▸ Instructions for the task: Exact copies are required of the lines from the line containing "Identify one point on each instance of the horse's hind" through the final line of the listing, both included, and of no other lines.

▸ Extracted entries:
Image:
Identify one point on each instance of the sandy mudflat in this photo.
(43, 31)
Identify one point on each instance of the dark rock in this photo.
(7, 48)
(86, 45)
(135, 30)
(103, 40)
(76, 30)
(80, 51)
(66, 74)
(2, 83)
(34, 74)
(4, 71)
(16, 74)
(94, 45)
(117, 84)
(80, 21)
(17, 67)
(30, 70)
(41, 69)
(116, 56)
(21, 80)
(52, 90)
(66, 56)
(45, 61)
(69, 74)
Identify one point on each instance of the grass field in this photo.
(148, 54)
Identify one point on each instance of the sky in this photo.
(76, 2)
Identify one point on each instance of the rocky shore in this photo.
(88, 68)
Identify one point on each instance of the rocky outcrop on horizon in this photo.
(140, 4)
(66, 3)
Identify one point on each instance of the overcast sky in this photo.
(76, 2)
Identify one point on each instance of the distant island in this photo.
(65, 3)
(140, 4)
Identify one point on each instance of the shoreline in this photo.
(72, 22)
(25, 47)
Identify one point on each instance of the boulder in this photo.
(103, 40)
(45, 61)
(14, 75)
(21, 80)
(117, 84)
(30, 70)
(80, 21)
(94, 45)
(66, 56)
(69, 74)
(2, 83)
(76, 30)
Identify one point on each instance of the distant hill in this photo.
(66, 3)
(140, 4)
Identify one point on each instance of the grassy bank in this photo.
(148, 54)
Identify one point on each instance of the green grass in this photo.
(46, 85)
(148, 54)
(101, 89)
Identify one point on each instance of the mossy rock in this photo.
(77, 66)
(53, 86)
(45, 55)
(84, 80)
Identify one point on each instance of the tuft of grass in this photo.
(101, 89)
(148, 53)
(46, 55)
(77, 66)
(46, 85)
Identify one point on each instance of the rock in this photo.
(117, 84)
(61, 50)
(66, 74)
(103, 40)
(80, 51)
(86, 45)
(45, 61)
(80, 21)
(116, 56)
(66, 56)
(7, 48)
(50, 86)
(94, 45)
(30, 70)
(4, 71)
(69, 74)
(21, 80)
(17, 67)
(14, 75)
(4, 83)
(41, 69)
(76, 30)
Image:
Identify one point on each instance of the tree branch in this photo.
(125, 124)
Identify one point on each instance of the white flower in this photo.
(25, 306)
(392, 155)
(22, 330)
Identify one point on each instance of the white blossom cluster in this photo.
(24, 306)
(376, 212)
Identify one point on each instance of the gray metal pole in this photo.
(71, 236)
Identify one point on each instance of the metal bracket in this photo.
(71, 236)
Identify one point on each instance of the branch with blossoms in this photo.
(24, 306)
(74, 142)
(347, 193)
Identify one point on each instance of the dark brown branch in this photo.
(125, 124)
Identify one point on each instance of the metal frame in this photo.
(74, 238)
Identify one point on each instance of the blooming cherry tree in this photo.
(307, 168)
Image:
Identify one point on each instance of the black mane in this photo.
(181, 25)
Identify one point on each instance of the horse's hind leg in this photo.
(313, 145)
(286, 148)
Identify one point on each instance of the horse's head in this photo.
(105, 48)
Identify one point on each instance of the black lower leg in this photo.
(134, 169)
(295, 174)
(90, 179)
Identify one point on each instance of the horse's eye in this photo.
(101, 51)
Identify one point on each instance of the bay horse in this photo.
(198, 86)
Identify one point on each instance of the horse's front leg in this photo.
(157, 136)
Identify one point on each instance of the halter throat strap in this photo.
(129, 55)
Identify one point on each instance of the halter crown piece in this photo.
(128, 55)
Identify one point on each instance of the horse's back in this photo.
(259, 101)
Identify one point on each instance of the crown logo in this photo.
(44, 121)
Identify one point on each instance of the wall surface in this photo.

▸ Complete response:
Identify one point on each instance of the horse's hind leg in this photo.
(313, 145)
(286, 148)
Identify one point on each instance of the horse's head in this photo.
(105, 48)
Identify one point on each instance of the black lower leg in this photo.
(134, 169)
(295, 174)
(90, 179)
Identify one point on each instance of the horse's eye in this photo.
(101, 51)
Identify one point on each instance of the bay horse in this photo.
(198, 86)
Identify one point on each instance of the horse's front leg in this photo.
(157, 136)
Identify one point on each instance of the halter throat strap in this photo.
(129, 55)
Identify one point on each instance of the halter crown piece in this photo.
(128, 55)
Identify one point on each instance of the horse's back in this photo.
(259, 101)
Identify one point on each instance of the crown logo in this photo.
(44, 121)
Identify one point on each instance of the wall surface in this photo.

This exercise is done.